## Task to carry out:
Copy the entries below verbatim, starting at their first line and ending at the line that contains "column 538, row 351". Include both of those lines.

** BEGIN **

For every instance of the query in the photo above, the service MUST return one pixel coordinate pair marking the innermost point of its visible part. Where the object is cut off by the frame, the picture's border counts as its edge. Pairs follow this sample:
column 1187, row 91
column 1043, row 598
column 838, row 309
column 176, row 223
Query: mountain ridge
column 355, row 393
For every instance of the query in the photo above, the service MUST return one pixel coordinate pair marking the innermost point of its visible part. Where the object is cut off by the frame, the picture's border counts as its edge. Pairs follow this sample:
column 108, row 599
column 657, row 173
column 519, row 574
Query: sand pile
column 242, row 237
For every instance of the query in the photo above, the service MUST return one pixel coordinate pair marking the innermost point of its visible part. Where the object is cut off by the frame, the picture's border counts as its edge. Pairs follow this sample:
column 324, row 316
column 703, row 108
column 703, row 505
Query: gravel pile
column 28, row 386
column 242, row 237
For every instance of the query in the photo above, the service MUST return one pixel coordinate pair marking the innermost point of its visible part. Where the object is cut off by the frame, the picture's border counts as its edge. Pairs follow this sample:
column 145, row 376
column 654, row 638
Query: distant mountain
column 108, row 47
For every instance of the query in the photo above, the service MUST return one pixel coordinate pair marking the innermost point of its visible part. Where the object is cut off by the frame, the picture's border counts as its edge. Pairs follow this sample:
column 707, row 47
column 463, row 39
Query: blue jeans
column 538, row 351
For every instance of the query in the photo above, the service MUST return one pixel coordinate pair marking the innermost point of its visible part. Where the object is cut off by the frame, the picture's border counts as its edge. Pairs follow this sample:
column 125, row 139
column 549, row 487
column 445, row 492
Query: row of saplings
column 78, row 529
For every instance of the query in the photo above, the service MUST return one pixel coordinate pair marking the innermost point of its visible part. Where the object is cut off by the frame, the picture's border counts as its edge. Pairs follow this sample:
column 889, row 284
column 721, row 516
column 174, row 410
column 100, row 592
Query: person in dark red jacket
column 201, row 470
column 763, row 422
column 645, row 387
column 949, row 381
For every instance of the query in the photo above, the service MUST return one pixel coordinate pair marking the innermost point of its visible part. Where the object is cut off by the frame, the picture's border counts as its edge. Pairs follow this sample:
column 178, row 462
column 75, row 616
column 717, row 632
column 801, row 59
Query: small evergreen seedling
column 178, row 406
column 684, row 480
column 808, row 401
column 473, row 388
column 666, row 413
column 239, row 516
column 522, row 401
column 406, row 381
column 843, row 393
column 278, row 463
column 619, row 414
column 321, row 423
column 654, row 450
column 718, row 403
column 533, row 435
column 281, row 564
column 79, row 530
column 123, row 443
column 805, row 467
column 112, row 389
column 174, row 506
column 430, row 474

** END **

## The response:
For every instance of the query in the photo above, the service MUST return one pixel coordinate pair marking the innermost point of its visible part. Where the object is cut off by the frame, the picture's border counts as its edge. Pairs follow this sample:
column 1187, row 91
column 1043, row 598
column 838, row 309
column 176, row 223
Query: mountain ridge
column 355, row 393
For every instance of the query in the photo above, the service MUST return one pixel coordinate pair marking the innermost point of its visible part. Where the object is cut off by the frame, the picture's border counts as its edge. Pairs follow this sample:
column 108, row 599
column 657, row 173
column 519, row 574
Query: sand pile
column 242, row 237
For every instance of the query in the photo above, the service MUST return one pixel coordinate pair marking the innermost point of its visible part. Where the object is cut off by the frame, the picture's border counts as its edge. Pairs follow this sample:
column 324, row 316
column 703, row 108
column 703, row 505
Query: gravel pile
column 28, row 386
column 242, row 237
For every instance of the query in the photo above, the service MUST return one pixel coordinate pair marking the innermost point of its visible part. Where the object is cut off by the frame, the picture's border counts as its edge. Pairs follow this sample:
column 145, row 376
column 654, row 638
Query: distant mountain
column 108, row 47
For every instance of the query in the photo above, the service MUST return one pixel coordinate pair marking the innermost point of its visible part. Where the object is cut off by the frame, the picture's border counts as its edge. Pairs follow this sample:
column 707, row 47
column 463, row 39
Query: blue jeans
column 538, row 351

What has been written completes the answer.